* _What is required_
Rewrite the listing from the line with "[segment] <item>yellow goalkeeper" through the end of the listing, both ends included. Increase every coordinate in the answer polygons by 116, and keep the requests and sample outlines as they are.

[Source records]

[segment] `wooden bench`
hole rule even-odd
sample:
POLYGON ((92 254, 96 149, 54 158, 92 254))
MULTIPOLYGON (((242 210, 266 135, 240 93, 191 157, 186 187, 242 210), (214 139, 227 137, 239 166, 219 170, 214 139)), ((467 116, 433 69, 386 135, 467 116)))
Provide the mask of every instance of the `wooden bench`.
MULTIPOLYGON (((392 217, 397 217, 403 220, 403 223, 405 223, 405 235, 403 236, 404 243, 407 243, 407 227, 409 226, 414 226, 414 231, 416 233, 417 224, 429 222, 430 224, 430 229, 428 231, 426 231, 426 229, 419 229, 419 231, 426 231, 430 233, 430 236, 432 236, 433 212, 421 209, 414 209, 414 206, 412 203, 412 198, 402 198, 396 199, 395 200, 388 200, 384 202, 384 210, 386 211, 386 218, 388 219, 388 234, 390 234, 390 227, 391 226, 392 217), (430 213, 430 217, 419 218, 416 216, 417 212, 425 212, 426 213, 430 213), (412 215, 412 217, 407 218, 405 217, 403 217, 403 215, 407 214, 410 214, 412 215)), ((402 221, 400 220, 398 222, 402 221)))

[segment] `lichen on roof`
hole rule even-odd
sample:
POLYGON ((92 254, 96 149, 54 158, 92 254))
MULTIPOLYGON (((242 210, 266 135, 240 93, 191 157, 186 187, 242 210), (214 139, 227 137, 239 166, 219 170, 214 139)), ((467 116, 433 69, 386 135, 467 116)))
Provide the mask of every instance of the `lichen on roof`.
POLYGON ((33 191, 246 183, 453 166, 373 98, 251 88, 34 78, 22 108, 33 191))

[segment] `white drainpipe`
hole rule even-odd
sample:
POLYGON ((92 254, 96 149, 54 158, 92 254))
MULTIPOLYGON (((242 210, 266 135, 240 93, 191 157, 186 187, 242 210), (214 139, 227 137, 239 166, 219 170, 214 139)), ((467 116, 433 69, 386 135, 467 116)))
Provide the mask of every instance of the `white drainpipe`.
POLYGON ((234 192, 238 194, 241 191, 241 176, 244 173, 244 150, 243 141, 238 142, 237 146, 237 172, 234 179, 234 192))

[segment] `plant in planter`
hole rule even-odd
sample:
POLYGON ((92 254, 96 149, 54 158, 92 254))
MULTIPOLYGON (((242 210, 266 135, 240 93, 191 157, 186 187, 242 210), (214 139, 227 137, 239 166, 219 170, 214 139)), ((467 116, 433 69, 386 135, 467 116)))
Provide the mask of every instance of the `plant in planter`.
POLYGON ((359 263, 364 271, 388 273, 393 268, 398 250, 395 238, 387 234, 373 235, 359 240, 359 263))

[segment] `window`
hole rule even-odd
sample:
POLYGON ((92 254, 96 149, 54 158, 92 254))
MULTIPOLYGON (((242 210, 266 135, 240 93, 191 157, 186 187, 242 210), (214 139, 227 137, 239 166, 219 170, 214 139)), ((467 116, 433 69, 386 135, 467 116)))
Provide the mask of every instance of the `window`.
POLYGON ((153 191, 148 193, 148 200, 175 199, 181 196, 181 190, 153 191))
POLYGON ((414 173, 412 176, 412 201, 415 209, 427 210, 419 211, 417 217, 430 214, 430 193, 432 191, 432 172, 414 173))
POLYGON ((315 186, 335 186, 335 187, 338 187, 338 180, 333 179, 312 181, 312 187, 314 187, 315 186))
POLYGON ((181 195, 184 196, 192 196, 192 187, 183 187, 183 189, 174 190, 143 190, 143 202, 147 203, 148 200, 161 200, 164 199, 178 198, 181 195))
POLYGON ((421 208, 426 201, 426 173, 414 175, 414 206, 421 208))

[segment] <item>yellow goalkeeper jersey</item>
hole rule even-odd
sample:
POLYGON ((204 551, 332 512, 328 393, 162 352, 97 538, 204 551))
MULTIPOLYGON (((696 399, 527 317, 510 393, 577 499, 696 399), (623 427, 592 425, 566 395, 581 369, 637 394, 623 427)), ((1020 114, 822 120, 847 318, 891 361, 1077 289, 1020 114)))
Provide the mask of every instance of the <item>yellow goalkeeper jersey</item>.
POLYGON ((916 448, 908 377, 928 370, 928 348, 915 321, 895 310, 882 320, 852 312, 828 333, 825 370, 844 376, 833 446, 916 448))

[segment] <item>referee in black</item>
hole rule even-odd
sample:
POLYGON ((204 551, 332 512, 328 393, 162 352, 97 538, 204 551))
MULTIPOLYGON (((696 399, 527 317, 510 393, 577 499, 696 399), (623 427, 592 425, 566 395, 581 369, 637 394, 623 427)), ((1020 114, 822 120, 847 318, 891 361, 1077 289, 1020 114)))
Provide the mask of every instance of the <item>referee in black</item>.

* _Written solution_
[segment] <item>yellow goalkeeper jersey</item>
hole rule even-odd
sample:
POLYGON ((204 551, 332 512, 328 393, 162 352, 97 538, 204 551))
MULTIPOLYGON (((696 399, 527 317, 510 393, 577 499, 696 399), (623 427, 592 425, 566 395, 581 369, 637 394, 623 427)), ((1020 114, 822 120, 847 318, 891 361, 1077 289, 1020 114)))
Provide the mask of every instance of the <item>yellow goalkeeper jersey</item>.
POLYGON ((1032 564, 1024 493, 1044 486, 1044 464, 1031 437, 1011 426, 998 436, 968 428, 944 449, 941 486, 960 492, 949 562, 1032 564))

[segment] <item>referee in black</item>
hole rule even-odd
sample:
POLYGON ((204 551, 332 512, 328 393, 162 352, 97 538, 204 551))
MULTIPOLYGON (((696 399, 527 317, 510 393, 577 499, 696 399), (623 427, 592 425, 566 395, 581 369, 637 394, 623 427)), ((1020 114, 822 120, 847 318, 891 361, 1077 289, 1020 114)))
Provide the mask of every instance of the <item>referee in black</item>.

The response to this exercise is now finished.